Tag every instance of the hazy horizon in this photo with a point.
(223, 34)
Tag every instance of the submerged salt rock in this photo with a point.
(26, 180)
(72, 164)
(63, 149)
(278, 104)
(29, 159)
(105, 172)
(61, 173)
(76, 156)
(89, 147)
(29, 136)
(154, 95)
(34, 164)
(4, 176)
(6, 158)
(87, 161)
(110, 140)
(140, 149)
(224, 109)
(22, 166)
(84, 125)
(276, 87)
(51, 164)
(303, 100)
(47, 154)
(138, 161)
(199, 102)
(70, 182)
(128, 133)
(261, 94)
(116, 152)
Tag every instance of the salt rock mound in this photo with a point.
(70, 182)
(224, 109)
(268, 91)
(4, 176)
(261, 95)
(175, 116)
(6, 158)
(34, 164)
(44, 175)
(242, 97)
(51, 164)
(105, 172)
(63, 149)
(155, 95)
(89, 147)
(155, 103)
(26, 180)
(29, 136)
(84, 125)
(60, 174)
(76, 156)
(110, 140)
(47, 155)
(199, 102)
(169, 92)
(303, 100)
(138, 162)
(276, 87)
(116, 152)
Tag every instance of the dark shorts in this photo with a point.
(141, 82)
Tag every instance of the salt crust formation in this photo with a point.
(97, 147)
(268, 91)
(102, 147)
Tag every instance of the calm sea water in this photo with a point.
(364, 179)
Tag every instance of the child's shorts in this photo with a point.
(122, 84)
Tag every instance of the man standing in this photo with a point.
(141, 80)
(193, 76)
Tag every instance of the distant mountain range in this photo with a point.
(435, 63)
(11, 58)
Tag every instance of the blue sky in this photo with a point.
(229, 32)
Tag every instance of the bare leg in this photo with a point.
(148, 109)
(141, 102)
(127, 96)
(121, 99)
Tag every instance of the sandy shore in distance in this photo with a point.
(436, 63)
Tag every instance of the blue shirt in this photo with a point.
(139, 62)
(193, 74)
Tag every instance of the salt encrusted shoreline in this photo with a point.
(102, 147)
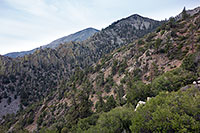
★ ★ ★ ★ ★ ★ ★
§ What you have to do
Hand over the entries again, exactly as written and without the pictures.

§ Result for this exercise
Tag every instance of the hazy horizon in this photo with a point.
(223, 34)
Tag every instance of the submerged salt rock in this photo with a point.
(26, 180)
(72, 164)
(63, 149)
(278, 104)
(29, 159)
(105, 172)
(61, 173)
(76, 156)
(89, 147)
(29, 136)
(154, 95)
(34, 164)
(4, 176)
(6, 158)
(87, 161)
(110, 140)
(140, 149)
(224, 109)
(22, 166)
(84, 125)
(276, 87)
(51, 164)
(303, 100)
(47, 154)
(138, 161)
(199, 102)
(70, 182)
(128, 133)
(261, 94)
(116, 152)
Tag every instance of the salt rock mound in this photo with a point.
(70, 182)
(224, 109)
(268, 91)
(4, 176)
(261, 95)
(175, 116)
(6, 158)
(34, 164)
(44, 175)
(242, 97)
(51, 164)
(105, 172)
(63, 149)
(155, 95)
(89, 147)
(155, 103)
(26, 180)
(29, 136)
(84, 125)
(60, 174)
(76, 156)
(110, 140)
(47, 155)
(199, 102)
(169, 92)
(303, 100)
(138, 162)
(276, 87)
(116, 152)
Tag every instance of the dark shorts in this photo with a point.
(141, 82)
Tag every instance of the salt crust formation in this photo with a point.
(97, 147)
(268, 91)
(102, 147)
Tag every instance of the calm sea water in this photo with a point.
(364, 179)
Tag every instance of the child's shorts in this photo with a point.
(122, 84)
Tag every instance of the man standing in this photo with a point.
(141, 80)
(193, 76)
Tag every instance of the distant mountain range in this photo with a point.
(435, 63)
(11, 58)
Tag every instance of the blue sky in this photo with a point.
(229, 32)
Tag every instance of the bare leg in this photo with a point.
(148, 109)
(141, 102)
(127, 96)
(121, 99)
Tag every instance of the sandy shore in distance in this photo with a point.
(436, 63)
Tag every instance of the blue shirt in this photo with a point.
(139, 62)
(193, 74)
Tag every instance of the salt encrusted shoreline in this photo with a point.
(102, 147)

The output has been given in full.